Problem requirements ::
Strip the pictures and reproduce the rest of the listing exactly.

Supplied entries ::
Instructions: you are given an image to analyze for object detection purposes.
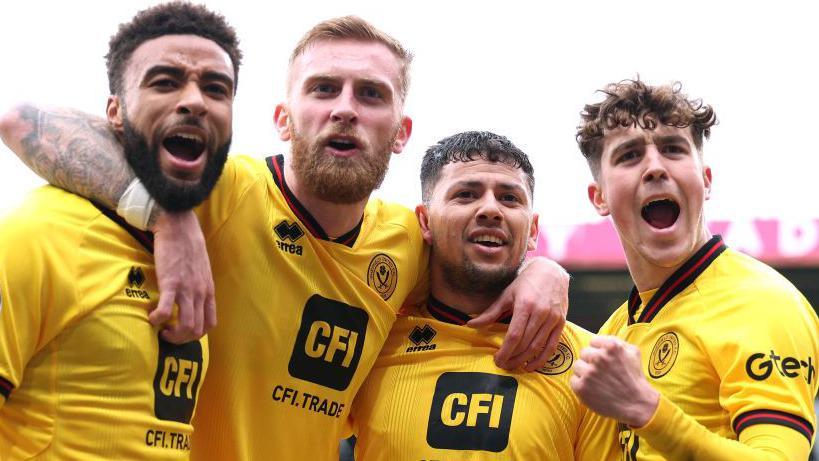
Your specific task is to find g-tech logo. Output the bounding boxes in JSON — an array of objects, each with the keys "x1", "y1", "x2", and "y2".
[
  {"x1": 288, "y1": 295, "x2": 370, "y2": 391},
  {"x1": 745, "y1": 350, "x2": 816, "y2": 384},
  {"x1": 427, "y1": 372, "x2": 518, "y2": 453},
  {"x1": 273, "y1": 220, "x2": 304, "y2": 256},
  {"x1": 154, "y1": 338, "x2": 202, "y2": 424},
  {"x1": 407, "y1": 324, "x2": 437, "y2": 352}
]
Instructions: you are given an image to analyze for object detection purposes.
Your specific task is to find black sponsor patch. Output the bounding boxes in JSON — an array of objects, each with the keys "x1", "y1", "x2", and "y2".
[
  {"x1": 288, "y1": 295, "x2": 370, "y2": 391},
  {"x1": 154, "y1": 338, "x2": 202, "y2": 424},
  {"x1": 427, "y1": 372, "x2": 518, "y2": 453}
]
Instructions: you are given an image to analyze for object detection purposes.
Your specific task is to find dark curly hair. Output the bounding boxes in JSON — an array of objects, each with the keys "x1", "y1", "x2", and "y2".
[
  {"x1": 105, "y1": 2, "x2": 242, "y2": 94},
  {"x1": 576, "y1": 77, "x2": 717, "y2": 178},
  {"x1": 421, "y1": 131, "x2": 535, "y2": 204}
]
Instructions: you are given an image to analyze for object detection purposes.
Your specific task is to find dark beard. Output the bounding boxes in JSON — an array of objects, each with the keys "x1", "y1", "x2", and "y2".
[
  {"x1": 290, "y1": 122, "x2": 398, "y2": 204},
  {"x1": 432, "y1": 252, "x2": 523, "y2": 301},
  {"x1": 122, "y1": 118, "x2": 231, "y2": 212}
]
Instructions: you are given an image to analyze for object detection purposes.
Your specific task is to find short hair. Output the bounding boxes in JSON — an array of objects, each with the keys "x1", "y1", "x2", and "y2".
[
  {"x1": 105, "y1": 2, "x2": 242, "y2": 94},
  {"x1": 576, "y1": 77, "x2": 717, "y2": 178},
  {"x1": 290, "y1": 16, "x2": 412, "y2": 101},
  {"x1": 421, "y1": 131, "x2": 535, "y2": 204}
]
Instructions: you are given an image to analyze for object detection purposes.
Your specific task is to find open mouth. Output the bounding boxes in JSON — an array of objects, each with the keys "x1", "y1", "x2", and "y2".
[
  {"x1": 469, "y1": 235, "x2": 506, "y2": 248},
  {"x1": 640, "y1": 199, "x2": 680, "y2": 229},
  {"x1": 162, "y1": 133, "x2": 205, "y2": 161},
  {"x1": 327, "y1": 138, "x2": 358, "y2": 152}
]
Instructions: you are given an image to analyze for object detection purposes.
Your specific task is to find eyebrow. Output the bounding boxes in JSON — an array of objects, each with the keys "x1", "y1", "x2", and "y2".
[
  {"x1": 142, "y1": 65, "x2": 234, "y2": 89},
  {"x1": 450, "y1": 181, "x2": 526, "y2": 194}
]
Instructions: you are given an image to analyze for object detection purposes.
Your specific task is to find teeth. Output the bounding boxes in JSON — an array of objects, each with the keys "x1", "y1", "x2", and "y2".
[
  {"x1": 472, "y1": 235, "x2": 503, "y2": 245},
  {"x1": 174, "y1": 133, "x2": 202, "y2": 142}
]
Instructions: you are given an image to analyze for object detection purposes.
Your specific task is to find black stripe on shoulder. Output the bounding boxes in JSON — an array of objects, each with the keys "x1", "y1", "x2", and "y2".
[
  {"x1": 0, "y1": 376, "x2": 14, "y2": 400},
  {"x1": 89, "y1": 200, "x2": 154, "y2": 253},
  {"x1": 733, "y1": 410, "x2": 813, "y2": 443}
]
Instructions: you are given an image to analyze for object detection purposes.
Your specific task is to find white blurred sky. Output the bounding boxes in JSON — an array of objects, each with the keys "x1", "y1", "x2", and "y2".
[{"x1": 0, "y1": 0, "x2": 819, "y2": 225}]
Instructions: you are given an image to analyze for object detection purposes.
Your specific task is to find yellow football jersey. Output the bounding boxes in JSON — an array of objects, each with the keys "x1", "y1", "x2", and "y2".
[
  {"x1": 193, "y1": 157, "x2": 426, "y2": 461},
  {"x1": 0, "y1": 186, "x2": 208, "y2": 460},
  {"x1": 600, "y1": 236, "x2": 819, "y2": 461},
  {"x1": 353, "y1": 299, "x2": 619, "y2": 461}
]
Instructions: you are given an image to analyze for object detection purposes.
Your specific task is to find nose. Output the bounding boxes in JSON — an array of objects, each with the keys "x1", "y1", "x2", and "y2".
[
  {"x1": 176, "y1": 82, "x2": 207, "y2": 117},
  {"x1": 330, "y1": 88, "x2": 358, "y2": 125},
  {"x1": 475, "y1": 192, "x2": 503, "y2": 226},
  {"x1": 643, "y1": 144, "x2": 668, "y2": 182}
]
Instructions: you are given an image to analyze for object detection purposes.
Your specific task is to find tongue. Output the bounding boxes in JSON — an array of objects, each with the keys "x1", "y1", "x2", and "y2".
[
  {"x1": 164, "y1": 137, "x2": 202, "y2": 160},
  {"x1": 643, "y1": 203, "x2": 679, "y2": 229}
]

Response to the task ::
Instructions: you are given an image to analyze for object detection purposes.
Your specific task is to find g-tech logo. Output the bounding boxes in JSON — an array of objects, each with the keys "x1", "y1", "x2", and "y2".
[
  {"x1": 288, "y1": 295, "x2": 370, "y2": 391},
  {"x1": 745, "y1": 350, "x2": 816, "y2": 384},
  {"x1": 427, "y1": 372, "x2": 518, "y2": 453},
  {"x1": 273, "y1": 220, "x2": 304, "y2": 256},
  {"x1": 154, "y1": 338, "x2": 202, "y2": 424},
  {"x1": 407, "y1": 324, "x2": 437, "y2": 352}
]
Instructions: you are given an image to analyze for object detection purposes.
Your specific task is to find black sponsor patch. Output the bounding boxes in JSON — an array of objects, each with the keys "x1", "y1", "x2", and "y2".
[
  {"x1": 288, "y1": 295, "x2": 370, "y2": 391},
  {"x1": 154, "y1": 338, "x2": 202, "y2": 424},
  {"x1": 427, "y1": 372, "x2": 518, "y2": 453}
]
Instructions: you are given an image to analyze for object detection purposes.
Your specific task is to find dark curly hair. Output the bounding boxes in JSON — an array of objects, each with the keys "x1", "y1", "x2", and "y2".
[
  {"x1": 105, "y1": 2, "x2": 242, "y2": 94},
  {"x1": 576, "y1": 77, "x2": 717, "y2": 178},
  {"x1": 421, "y1": 131, "x2": 535, "y2": 204}
]
Instructions: you are given an image to analyze for object detection purposes.
Your specific task is to find dark beard. Output the bounding boxes in JSON — an array of objects, each with the keys "x1", "y1", "x2", and "y2".
[
  {"x1": 290, "y1": 122, "x2": 398, "y2": 204},
  {"x1": 432, "y1": 252, "x2": 523, "y2": 301},
  {"x1": 122, "y1": 118, "x2": 231, "y2": 212}
]
Instructions: you are given an image to analyze for object detection purposes.
Your specific task is to find short hair. Output the bounding boxes in JSON — an array of objects, each with the keys "x1", "y1", "x2", and "y2".
[
  {"x1": 105, "y1": 2, "x2": 242, "y2": 94},
  {"x1": 576, "y1": 77, "x2": 717, "y2": 178},
  {"x1": 290, "y1": 16, "x2": 412, "y2": 101},
  {"x1": 421, "y1": 131, "x2": 535, "y2": 204}
]
Instructions: you are given an image to analyze for object detection purposes.
Your specific task is to find open mouth. Output the bounding boxes in JSON — an array of objects, each with the keys "x1", "y1", "x2", and "y2".
[
  {"x1": 469, "y1": 235, "x2": 506, "y2": 248},
  {"x1": 640, "y1": 199, "x2": 680, "y2": 229},
  {"x1": 162, "y1": 133, "x2": 205, "y2": 161},
  {"x1": 327, "y1": 138, "x2": 358, "y2": 152}
]
Instructions: you are given an image to analyze for object detection purposes.
Your specific task is to find eyebrow. Output the bounding boxes in JSON — an array of objects, each with the keys "x1", "y1", "x2", and "y2".
[
  {"x1": 142, "y1": 65, "x2": 234, "y2": 89},
  {"x1": 450, "y1": 181, "x2": 526, "y2": 194}
]
Instructions: you are given an image to analyze for object detection purposes.
Your specific task is to find teeth. Output the bounding boxes in JSON — an array of objects, each with the keys "x1", "y1", "x2", and "y2".
[
  {"x1": 472, "y1": 235, "x2": 503, "y2": 245},
  {"x1": 174, "y1": 133, "x2": 202, "y2": 142}
]
Instructions: you are given an image to analyze for object detection purposes.
Your specific task is to find black stripe on shoulder. Output the bounding boxes in JSON — an array of objects, each with the keys "x1", "y1", "x2", and "y2".
[
  {"x1": 0, "y1": 376, "x2": 14, "y2": 400},
  {"x1": 89, "y1": 200, "x2": 154, "y2": 253},
  {"x1": 733, "y1": 410, "x2": 813, "y2": 443}
]
Instructions: you are given an image to analyze for object detection purposes.
Your specific task is to find white blurred sky. Output the bounding boxes in JSON — an array of objects, each with the keys "x1", "y1", "x2", and "y2".
[{"x1": 0, "y1": 0, "x2": 819, "y2": 225}]
Instructions: you are given an image to analyze for object detection purposes.
Your specific task is to find yellow football jersey. Output the bounding boxes in JSON — an array of objects, each with the keys "x1", "y1", "x2", and "y2".
[
  {"x1": 193, "y1": 157, "x2": 426, "y2": 461},
  {"x1": 0, "y1": 186, "x2": 208, "y2": 460},
  {"x1": 600, "y1": 236, "x2": 819, "y2": 461},
  {"x1": 353, "y1": 299, "x2": 619, "y2": 461}
]
Instructions: you are given an image to analyze for object detection purposes.
Your specific task is to find nose. Output the bounding boxes in JSON — an array of objects, each with the keys "x1", "y1", "x2", and "y2".
[
  {"x1": 176, "y1": 82, "x2": 207, "y2": 117},
  {"x1": 330, "y1": 88, "x2": 358, "y2": 125},
  {"x1": 475, "y1": 192, "x2": 503, "y2": 226},
  {"x1": 643, "y1": 144, "x2": 668, "y2": 182}
]
Instructions: you are given an image to analyze for object detection purposes.
Your specific task is to find tongue. Output the bounding boxes in JSON — an array of objects, each with the keys "x1", "y1", "x2", and "y2".
[
  {"x1": 164, "y1": 137, "x2": 202, "y2": 160},
  {"x1": 643, "y1": 203, "x2": 679, "y2": 229}
]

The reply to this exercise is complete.